▸ The data:
_ _ _ _ _ _ _
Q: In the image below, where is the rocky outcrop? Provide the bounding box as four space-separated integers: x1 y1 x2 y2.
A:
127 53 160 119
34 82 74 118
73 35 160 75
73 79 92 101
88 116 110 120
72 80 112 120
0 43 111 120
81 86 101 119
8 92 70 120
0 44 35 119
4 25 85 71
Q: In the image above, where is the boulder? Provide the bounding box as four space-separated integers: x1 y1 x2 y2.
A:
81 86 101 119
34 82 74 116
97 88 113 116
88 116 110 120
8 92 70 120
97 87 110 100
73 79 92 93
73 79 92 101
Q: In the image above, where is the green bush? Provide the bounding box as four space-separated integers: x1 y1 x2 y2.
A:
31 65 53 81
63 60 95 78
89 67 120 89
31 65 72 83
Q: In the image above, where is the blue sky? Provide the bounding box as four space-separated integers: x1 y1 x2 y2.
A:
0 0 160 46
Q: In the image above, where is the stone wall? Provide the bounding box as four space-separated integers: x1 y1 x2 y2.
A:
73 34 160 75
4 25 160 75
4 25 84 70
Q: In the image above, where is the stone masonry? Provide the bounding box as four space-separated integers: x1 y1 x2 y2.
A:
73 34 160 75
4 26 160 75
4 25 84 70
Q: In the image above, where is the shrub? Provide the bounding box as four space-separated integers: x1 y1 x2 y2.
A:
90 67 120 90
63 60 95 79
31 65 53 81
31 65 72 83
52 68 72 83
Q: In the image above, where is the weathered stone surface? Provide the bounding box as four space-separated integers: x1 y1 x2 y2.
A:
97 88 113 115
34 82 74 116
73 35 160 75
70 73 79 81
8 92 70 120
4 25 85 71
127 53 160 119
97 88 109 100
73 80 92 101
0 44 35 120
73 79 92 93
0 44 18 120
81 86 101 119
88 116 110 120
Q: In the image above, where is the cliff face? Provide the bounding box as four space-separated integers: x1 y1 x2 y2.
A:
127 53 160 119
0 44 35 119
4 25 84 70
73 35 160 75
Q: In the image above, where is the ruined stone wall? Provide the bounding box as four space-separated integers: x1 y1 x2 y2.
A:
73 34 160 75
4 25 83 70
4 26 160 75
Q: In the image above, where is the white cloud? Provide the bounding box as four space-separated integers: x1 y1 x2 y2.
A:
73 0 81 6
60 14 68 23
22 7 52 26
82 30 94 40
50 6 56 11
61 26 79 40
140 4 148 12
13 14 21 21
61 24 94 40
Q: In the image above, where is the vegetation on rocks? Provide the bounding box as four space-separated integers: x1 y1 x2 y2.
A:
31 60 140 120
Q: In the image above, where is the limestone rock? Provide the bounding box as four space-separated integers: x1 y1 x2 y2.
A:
_ _ _ _ _ _ _
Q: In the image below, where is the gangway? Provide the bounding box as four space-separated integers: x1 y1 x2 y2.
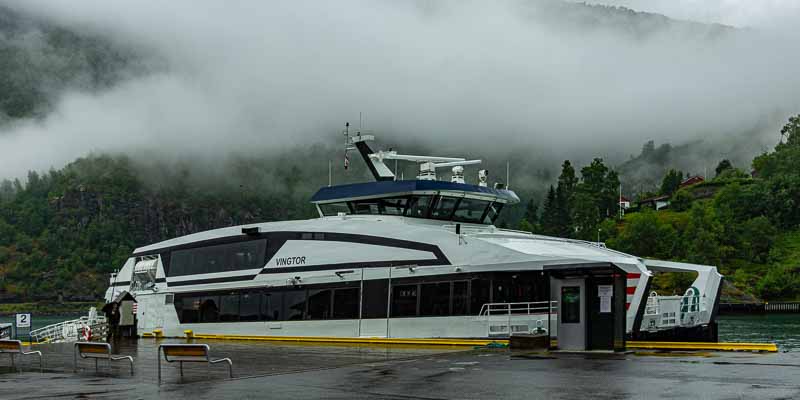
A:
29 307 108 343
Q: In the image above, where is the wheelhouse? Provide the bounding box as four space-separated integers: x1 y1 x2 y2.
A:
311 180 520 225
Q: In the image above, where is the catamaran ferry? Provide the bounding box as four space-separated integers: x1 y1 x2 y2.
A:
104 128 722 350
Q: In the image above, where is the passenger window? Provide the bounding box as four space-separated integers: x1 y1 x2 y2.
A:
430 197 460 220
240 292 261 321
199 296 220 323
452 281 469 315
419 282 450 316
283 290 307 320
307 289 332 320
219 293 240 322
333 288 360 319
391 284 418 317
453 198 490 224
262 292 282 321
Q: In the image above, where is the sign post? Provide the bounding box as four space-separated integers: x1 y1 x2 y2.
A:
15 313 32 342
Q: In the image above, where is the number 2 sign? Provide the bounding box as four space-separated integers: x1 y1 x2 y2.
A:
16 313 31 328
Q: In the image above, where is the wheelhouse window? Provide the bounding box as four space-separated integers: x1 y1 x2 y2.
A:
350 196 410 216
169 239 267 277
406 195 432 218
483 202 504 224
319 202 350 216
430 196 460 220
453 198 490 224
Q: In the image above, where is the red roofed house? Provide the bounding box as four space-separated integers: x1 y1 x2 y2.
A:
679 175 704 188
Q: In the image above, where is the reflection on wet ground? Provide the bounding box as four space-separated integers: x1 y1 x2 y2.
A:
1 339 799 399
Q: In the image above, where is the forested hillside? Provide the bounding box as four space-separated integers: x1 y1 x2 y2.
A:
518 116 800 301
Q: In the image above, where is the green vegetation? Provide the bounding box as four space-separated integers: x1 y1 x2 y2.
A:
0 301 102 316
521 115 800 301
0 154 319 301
_ _ _ _ _ _ _
▸ Your objective: Search the material for the word "wall" and report how many lines hold it. Add nothing else.

▸ Expected output: 2